Given text:
◇ ◇ ◇
So concludes a recent study by Princeton University Prof Martin Gilens and Northwestern University Prof Benjamin I Page.
This is not news, you say.
Perhaps, but the two professors have conducted exhaustive research to try to present data-driven support for this conclusion. Here's how they explain it:
Multivariate analysis indicates that economic elites and organised groups representing business interests have substantial independent impacts on US government policy, while average citizens and mass-based interest groups have little or no independent influence.
In English: the wealthy few move policy, while the average American has little power.
The two professors came to this conclusion after reviewing answers to 1,779 survey questions asked between 1981 and 2002 on public policy issues. They broke the responses down by income level, and then determined how often certain income levels and organised interest groups saw their policy preferences enacted.
"A proposed policy change with low support among economically elite Americans (one-out-of-five in favour) is adopted only about 18% of the time," they write, "while a proposed change with high support (four-out-of-five in favour) is adopted about 45% of the time."
On the other hand:
When a majority of citizens disagrees with economic elites and/or with organised interests, they generally lose. Moreover, because of the strong status quo bias built into the US political system, even when fairly large majorities of Americans favour policy change, they generally do not get it.
◇ ◇ ◇
Entries from a set of point annotations
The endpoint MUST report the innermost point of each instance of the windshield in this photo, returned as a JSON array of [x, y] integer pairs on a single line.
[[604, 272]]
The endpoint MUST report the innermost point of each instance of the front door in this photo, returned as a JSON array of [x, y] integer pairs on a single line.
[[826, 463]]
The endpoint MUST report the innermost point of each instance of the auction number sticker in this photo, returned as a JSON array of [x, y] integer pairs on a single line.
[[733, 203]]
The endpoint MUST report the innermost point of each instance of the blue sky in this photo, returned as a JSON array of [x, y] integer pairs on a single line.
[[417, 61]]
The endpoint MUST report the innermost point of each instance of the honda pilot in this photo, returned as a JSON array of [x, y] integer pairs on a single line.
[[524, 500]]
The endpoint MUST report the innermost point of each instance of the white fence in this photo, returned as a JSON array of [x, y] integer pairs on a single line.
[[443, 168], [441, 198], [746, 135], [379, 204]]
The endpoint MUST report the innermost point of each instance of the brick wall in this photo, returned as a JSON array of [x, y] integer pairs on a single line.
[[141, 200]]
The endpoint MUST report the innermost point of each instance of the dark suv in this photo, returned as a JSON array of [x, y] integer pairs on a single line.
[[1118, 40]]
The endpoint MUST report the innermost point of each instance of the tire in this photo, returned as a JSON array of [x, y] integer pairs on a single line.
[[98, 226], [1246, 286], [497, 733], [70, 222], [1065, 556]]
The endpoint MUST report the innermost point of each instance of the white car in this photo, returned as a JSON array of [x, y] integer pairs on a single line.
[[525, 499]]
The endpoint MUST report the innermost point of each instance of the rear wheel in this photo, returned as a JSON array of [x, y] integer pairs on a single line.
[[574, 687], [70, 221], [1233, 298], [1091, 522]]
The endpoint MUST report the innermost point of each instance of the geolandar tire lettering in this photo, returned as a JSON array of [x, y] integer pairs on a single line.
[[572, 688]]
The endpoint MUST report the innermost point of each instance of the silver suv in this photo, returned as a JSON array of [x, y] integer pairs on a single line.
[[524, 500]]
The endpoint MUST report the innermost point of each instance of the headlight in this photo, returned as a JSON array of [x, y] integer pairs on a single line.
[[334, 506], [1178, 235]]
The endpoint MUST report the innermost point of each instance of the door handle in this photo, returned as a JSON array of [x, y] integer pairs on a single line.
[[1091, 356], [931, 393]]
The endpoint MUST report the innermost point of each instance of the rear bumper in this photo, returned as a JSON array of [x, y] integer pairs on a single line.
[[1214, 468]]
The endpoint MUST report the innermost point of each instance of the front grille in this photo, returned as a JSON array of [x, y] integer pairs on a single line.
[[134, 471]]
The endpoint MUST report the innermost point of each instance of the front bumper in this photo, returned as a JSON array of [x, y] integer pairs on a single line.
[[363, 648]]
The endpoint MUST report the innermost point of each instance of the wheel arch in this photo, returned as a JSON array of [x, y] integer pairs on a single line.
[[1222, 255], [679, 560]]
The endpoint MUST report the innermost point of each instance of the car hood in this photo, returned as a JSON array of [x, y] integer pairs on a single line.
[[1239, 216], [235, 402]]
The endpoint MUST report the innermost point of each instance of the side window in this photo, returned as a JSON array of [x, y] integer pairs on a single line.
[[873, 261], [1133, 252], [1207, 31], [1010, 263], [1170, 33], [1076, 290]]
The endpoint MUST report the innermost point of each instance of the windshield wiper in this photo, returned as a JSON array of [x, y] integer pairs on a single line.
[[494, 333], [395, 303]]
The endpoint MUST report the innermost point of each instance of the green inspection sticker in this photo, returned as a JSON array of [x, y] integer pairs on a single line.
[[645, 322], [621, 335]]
◇ ◇ ◇
Directions: Retype the excerpt on wealth and US policy word for word, starting at "Perhaps, but the" and ending at "policy preferences enacted.". The records were taken from a different source than the text.

The output:
Perhaps, but the two professors have conducted exhaustive research to try to present data-driven support for this conclusion. Here's how they explain it:
Multivariate analysis indicates that economic elites and organised groups representing business interests have substantial independent impacts on US government policy, while average citizens and mass-based interest groups have little or no independent influence.
In English: the wealthy few move policy, while the average American has little power.
The two professors came to this conclusion after reviewing answers to 1,779 survey questions asked between 1981 and 2002 on public policy issues. They broke the responses down by income level, and then determined how often certain income levels and organised interest groups saw their policy preferences enacted.